Count the lines of the records below that contain the string "stand", and give only the number.
++++ MATERIAL FOR THIS EXERCISE ++++
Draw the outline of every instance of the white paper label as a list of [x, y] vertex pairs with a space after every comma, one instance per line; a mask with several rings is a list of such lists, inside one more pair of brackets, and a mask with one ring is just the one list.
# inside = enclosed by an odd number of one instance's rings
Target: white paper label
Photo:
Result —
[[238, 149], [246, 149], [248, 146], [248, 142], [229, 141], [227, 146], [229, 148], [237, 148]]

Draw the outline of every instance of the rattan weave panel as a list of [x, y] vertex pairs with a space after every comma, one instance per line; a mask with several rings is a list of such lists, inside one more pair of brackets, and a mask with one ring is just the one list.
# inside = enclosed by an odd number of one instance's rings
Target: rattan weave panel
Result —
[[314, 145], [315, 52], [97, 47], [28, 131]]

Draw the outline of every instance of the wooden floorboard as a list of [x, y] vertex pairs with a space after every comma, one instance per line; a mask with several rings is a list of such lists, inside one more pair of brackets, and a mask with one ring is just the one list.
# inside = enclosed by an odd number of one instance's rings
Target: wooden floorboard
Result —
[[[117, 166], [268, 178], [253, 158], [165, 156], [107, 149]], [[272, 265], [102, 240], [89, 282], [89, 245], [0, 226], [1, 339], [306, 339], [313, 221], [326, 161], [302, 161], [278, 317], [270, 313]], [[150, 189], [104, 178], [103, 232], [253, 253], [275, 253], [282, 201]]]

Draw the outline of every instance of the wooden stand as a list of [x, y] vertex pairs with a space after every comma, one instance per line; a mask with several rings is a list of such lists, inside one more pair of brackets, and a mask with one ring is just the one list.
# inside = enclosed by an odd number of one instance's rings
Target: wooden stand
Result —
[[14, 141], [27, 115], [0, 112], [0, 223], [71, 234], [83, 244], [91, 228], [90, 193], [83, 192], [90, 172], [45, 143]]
++++
++++ MATERIAL FOR THIS EXERCISE ++++
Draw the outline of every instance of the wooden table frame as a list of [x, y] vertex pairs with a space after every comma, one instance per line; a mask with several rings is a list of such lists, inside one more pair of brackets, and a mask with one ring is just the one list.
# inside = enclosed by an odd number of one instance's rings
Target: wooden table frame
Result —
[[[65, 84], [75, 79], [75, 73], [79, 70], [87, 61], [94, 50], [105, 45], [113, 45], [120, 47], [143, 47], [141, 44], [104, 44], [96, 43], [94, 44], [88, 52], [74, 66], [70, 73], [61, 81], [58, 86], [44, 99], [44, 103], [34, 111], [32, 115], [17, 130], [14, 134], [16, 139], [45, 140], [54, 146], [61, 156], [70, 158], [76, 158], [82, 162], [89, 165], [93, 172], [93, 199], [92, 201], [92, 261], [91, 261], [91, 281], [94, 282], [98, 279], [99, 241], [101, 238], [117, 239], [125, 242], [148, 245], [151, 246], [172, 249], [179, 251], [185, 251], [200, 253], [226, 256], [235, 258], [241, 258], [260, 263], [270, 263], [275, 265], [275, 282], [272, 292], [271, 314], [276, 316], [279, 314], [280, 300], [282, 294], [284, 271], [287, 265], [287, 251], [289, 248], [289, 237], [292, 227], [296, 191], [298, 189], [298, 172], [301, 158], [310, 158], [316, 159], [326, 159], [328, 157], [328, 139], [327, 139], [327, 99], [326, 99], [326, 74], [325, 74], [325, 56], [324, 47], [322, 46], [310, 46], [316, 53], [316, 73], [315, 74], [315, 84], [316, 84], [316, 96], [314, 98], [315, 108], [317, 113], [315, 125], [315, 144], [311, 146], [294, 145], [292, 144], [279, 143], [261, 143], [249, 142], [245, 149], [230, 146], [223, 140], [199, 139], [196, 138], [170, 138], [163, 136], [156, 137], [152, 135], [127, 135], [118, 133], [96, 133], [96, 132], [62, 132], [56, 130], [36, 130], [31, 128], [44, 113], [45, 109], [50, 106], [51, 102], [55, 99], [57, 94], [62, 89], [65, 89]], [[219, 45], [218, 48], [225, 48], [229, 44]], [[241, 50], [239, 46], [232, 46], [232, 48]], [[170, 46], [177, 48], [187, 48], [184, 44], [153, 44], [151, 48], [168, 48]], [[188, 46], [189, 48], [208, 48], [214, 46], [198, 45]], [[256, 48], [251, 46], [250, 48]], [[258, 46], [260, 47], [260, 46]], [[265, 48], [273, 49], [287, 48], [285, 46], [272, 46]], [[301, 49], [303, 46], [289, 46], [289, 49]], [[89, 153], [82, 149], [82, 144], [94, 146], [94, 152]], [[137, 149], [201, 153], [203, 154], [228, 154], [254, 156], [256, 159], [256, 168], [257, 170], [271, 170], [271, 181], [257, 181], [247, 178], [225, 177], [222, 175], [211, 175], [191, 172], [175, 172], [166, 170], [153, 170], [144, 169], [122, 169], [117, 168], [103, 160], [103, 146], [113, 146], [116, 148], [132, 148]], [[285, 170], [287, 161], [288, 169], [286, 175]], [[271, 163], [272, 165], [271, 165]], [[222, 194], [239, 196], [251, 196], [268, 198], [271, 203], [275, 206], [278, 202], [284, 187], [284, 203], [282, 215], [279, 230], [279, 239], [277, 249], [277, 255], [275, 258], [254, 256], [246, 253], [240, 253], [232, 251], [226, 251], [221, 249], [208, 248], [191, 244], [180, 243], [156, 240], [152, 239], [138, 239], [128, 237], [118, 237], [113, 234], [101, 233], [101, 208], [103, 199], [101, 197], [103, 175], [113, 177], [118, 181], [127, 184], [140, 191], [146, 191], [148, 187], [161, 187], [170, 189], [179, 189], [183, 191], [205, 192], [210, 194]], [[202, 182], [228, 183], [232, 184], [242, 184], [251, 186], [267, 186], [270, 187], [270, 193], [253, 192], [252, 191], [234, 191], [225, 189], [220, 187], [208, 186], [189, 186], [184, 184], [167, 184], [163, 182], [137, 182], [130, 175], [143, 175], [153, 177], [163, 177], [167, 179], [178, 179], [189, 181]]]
++++
§ OUTPUT FOR THIS EXERCISE
2